# [What the task requires]
Rewrite the listing from the line containing "Task: indicate the tree line" through the line containing "[(415, 107)]", swapping "autumn tree" for "fall foliage tree" and leaving everything else unchanged.

# [Listed records]
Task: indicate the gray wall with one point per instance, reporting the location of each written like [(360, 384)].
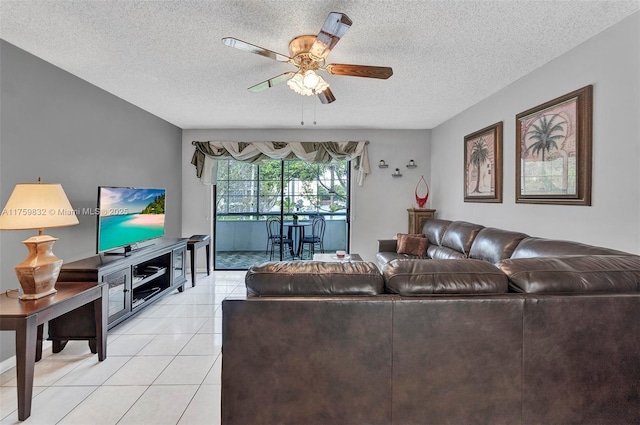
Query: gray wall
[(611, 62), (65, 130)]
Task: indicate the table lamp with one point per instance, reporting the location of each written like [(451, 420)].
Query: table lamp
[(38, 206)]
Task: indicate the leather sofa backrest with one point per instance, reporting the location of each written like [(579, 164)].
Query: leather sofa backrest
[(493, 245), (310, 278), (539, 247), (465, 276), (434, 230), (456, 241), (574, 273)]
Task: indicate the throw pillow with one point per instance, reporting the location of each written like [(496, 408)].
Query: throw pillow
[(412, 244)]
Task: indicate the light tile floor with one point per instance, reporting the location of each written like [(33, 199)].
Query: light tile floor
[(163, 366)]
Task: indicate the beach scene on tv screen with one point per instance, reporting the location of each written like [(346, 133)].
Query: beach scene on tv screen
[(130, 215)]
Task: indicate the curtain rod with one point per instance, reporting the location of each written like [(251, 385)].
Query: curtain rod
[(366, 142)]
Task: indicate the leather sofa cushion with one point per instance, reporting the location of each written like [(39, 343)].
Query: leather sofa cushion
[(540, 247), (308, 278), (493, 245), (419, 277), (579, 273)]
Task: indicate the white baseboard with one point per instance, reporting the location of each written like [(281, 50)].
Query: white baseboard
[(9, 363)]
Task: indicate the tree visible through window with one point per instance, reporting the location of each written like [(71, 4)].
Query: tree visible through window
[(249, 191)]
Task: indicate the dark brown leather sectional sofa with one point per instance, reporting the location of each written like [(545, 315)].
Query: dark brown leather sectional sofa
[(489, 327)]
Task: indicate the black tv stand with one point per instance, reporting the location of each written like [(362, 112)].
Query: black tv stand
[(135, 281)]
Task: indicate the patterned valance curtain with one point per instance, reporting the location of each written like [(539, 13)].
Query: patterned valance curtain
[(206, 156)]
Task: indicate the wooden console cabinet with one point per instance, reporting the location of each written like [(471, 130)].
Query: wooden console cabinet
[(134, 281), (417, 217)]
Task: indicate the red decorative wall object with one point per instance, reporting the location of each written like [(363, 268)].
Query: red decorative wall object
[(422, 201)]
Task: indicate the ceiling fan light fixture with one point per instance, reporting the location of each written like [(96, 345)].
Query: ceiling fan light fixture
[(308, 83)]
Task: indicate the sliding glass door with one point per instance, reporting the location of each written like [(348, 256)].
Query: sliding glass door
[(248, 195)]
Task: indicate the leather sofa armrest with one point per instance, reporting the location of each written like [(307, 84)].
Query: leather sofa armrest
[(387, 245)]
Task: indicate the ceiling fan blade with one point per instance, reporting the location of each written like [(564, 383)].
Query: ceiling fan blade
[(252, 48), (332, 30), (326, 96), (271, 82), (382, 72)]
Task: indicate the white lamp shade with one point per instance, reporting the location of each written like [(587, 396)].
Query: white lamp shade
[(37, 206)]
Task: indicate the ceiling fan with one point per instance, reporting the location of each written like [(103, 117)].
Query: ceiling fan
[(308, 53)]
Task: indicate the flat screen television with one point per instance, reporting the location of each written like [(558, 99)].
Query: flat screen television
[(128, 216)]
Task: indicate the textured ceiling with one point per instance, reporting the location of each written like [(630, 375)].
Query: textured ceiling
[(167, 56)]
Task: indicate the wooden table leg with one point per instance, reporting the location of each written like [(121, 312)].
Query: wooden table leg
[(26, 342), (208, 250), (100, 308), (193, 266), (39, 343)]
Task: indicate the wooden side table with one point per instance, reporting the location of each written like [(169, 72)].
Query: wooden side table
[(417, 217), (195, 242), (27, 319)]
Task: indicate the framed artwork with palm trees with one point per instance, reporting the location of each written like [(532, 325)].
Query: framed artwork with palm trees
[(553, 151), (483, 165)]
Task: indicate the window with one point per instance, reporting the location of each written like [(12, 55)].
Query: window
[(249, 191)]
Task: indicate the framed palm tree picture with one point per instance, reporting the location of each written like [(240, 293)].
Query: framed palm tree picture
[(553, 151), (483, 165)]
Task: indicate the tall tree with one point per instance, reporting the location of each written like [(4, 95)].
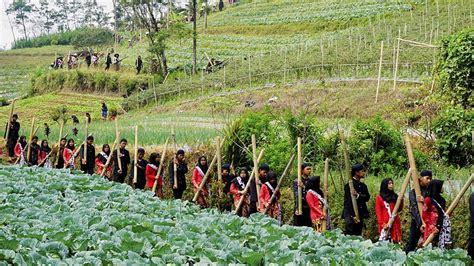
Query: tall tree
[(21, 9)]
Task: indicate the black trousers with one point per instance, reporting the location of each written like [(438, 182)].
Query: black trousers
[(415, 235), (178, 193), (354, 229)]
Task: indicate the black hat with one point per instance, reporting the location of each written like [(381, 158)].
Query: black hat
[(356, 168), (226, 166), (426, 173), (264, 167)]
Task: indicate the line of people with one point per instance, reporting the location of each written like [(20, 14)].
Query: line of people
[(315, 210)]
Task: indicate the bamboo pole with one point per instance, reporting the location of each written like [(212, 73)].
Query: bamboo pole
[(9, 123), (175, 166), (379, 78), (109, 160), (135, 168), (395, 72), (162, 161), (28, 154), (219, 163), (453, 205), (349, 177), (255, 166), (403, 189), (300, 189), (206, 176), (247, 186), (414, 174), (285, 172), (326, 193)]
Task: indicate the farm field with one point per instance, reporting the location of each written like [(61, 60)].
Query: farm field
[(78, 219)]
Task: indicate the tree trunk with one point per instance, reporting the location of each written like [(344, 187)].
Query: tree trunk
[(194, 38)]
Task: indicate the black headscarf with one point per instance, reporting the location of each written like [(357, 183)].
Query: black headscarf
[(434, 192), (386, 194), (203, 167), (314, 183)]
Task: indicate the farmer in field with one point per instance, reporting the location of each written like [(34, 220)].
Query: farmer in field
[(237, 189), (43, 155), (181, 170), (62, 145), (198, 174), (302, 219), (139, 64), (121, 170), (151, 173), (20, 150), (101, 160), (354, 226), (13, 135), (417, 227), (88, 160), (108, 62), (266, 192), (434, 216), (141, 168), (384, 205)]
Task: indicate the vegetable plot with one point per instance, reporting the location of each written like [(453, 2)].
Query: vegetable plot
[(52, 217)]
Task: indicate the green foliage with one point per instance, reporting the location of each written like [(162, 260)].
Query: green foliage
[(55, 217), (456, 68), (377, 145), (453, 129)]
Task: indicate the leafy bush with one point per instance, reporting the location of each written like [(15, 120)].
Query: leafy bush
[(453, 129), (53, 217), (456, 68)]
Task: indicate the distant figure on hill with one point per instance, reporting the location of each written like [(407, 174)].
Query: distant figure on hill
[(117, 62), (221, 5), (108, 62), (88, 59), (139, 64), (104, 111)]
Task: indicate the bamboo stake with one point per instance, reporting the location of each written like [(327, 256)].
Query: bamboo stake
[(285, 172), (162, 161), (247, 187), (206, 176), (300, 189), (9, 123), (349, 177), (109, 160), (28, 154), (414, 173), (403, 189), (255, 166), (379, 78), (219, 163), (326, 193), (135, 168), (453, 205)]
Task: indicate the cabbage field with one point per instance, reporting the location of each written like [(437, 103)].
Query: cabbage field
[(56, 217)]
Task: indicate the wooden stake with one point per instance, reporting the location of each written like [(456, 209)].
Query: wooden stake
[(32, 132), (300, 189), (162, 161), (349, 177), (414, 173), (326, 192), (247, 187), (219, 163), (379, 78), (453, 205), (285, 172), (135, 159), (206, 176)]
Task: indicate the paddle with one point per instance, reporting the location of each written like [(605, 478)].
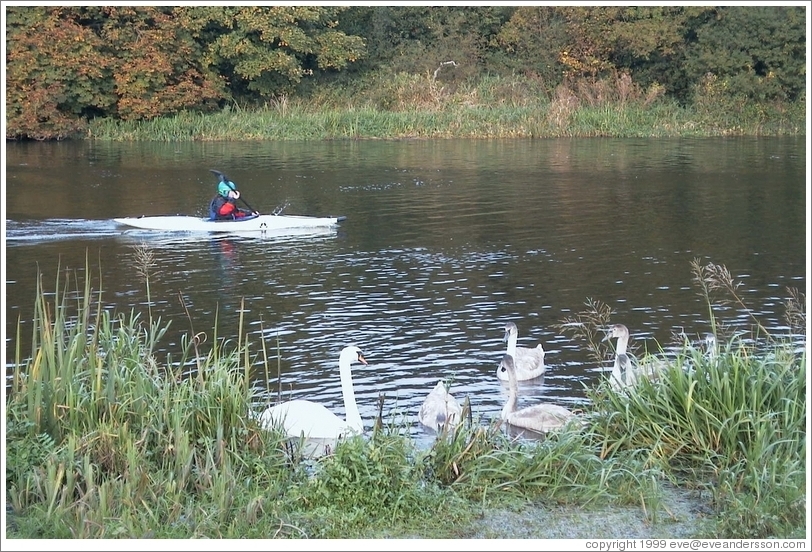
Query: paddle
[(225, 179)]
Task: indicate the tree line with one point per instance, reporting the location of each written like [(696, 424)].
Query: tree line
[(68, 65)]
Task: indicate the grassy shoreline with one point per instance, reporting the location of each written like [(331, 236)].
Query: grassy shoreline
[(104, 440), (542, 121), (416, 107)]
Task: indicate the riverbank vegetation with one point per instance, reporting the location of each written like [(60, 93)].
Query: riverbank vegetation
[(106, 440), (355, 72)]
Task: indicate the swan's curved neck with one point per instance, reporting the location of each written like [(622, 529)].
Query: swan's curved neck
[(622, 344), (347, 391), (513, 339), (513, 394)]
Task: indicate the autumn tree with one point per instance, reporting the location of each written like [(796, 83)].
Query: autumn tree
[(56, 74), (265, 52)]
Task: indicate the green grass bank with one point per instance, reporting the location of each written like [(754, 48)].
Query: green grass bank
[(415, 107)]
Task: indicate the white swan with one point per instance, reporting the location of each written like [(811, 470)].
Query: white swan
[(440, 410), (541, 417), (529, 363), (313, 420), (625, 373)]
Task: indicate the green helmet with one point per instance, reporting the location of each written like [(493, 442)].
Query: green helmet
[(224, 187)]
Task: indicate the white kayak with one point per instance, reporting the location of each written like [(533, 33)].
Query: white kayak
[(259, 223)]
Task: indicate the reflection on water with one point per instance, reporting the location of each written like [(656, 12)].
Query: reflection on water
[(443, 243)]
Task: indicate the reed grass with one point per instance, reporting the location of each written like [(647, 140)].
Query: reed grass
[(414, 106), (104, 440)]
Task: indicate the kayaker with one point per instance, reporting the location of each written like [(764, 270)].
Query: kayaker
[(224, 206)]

# [Expected answer]
Task: indicate the tree line with one point per instance, reporting the location of each written like [(696, 424)].
Query: tree line
[(68, 65)]
Task: indicate the grassy shoreline with one point per instance, reporting the location of each written like [(331, 236)].
Query: grassy shoreline
[(104, 440), (542, 121), (416, 107)]
Task: indicate the riverbank vegetation with one point per instance, reporting the location of each written like [(60, 93)].
Query: riverbank vegetation
[(106, 440), (355, 72)]
Task: indicate the swan's curved neck with one point per instance, reporting the location of each written like [(622, 529)].
Query: swan's curved neck
[(622, 344), (347, 391), (513, 339), (513, 394)]
Task: indicate the fall foliage tree with one point per instance, reporting the location of each written like [(796, 83)].
Query: fall foliage tree
[(56, 74), (265, 52)]
Task: indicate the green grass bank with one point per instance, reporting the location of each written like [(754, 48)].
Query: green grass bank
[(415, 107)]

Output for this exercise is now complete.